Both the line below containing "Target: round wooden tray" and the line containing "Where can the white steamed", along with every line between them, should be repeated exactly; no other line belongs in the answer.

>>>>

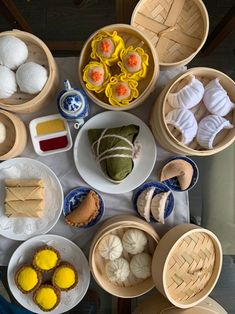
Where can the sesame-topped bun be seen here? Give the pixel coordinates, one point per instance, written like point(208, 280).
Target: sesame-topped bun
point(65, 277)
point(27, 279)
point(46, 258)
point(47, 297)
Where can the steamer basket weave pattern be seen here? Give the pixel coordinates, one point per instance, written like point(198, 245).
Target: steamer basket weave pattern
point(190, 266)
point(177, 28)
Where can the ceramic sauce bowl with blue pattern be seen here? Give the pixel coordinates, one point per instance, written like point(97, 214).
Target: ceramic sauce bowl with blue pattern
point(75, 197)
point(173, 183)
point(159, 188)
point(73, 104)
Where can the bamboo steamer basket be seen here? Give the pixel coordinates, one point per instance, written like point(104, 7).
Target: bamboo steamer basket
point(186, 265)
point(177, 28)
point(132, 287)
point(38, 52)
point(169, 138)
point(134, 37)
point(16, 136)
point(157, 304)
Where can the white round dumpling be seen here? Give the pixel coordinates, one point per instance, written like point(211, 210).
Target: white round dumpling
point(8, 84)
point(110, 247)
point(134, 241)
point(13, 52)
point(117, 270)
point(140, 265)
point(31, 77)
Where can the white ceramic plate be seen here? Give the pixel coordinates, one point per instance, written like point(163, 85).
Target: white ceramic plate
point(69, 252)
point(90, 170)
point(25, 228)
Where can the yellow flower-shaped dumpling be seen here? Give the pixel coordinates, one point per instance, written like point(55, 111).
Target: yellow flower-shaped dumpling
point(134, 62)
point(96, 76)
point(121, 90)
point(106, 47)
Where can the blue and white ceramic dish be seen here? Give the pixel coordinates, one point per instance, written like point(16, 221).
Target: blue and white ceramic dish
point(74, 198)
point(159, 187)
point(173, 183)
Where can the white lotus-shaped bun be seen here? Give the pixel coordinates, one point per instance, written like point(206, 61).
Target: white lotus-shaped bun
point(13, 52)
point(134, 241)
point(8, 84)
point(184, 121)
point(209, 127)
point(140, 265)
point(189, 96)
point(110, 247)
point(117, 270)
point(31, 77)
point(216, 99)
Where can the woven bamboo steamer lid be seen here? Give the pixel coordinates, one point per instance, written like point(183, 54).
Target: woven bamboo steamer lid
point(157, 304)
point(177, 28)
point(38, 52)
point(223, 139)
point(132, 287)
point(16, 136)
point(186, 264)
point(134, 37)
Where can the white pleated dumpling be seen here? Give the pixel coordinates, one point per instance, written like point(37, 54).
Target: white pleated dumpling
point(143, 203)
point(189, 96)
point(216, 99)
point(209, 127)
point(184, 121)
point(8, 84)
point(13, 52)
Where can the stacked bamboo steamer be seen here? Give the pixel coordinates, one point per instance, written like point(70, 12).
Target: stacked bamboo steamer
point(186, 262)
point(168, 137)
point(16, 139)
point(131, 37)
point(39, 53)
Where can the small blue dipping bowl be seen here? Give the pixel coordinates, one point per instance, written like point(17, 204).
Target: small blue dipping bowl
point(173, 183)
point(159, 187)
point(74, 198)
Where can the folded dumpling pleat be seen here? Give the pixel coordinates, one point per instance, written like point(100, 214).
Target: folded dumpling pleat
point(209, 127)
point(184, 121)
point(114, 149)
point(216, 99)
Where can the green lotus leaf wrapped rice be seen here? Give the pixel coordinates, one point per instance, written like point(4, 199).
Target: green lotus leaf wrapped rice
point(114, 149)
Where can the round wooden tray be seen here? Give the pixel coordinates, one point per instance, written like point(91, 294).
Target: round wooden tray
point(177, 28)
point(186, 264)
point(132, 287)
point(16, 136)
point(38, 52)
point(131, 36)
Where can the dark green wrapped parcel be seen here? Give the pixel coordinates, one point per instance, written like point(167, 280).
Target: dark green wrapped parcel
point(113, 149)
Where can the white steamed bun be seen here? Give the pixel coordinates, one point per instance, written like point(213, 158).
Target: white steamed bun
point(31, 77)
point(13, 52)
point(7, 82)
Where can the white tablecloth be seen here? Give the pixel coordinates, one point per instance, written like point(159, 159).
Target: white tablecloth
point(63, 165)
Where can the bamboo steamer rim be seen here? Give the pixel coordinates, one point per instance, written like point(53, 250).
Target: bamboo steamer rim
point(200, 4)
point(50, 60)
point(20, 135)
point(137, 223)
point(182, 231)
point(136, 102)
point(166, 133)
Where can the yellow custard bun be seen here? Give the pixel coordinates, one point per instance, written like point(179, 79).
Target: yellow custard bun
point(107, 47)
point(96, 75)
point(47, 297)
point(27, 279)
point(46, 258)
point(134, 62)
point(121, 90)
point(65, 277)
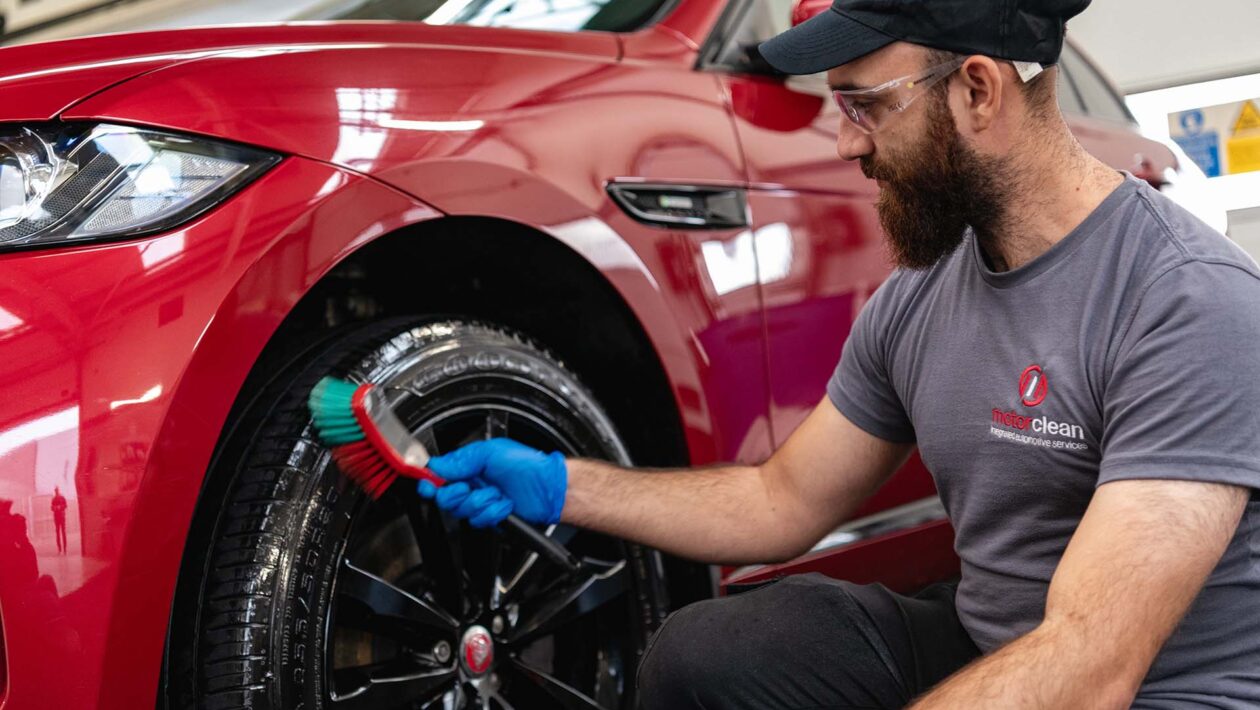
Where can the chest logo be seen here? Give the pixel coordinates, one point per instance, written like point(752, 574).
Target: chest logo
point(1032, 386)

<<<<
>>>>

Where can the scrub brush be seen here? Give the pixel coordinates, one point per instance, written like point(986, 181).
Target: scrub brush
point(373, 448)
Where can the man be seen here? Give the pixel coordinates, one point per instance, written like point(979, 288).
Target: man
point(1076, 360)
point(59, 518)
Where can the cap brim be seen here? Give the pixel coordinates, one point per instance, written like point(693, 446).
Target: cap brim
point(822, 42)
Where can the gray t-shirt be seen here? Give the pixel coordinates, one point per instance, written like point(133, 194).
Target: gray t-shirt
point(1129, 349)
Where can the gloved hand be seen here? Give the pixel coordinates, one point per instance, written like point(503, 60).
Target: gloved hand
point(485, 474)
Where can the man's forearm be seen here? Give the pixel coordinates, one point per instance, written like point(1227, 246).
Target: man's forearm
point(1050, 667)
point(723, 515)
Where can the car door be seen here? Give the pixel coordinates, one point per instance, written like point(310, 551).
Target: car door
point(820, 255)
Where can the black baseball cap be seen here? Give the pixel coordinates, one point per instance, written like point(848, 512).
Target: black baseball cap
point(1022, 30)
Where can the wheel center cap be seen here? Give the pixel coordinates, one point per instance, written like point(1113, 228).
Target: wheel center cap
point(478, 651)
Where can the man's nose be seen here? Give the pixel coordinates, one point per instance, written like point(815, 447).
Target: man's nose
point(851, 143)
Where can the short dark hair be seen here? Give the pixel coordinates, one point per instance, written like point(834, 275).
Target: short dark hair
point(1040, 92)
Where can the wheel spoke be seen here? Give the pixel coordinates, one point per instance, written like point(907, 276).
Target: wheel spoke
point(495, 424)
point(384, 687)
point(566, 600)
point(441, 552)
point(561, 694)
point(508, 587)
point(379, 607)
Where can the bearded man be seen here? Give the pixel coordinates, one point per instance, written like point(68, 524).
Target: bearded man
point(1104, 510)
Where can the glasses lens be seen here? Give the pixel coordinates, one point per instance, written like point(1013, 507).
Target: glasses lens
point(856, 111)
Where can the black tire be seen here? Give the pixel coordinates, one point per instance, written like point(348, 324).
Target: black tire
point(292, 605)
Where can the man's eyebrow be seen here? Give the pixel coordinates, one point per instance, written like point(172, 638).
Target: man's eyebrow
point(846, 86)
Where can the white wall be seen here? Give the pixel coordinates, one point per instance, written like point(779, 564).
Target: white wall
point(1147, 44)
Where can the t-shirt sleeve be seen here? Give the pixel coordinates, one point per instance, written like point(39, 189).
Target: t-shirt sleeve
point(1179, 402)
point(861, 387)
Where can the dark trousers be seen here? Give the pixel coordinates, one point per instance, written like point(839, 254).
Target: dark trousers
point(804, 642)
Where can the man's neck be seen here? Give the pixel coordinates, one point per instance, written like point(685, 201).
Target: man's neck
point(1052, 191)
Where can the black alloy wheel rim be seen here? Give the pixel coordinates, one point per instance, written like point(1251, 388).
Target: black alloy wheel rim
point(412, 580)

<<<<

▸ Reply
Target: round wooden tray
point(177, 28)
point(186, 264)
point(132, 287)
point(16, 136)
point(38, 52)
point(131, 36)
Where can the dark green wrapped parcel be seen here? Give the pixel coordinates, one point per instance, written like point(167, 280).
Target: dark green wrapped parcel
point(113, 149)
Where can the white steamed bun be seen here? Give the pixel coordinates, one point per instance, written like point(213, 158).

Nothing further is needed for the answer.